[Start DATASET EXCERPTS]

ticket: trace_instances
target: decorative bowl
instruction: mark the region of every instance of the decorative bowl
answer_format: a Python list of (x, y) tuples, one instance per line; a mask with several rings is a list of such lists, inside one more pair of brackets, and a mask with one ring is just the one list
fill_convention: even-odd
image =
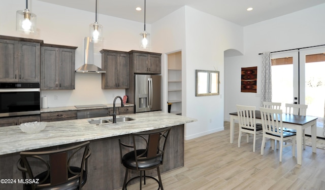
[(45, 126), (46, 122), (33, 122), (22, 123), (19, 128), (23, 132), (27, 133), (37, 133), (44, 129)]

[End DATASET EXCERPTS]

Rescale the records by reproducing every line, requests included, with each polygon vertex coordinate in the answers multiplied by 1.35 and rounded to a whole number, halves going up. Leave the pictures out of your answer.

__WRITTEN ANSWER__.
ticket: trace_instances
target: decorative bowl
instruction: mark the region of every instance of the decorative bowl
answer_format: a Python list of (x, y) tuples, one instance per line; a mask with several rings is a list of such lists, inside one more pair of brackets, and a mask with one ring is just the one list
fill_convention: even-odd
image =
[(61, 170), (62, 165), (45, 165), (30, 166), (26, 173), (31, 178), (36, 180), (50, 180), (59, 174)]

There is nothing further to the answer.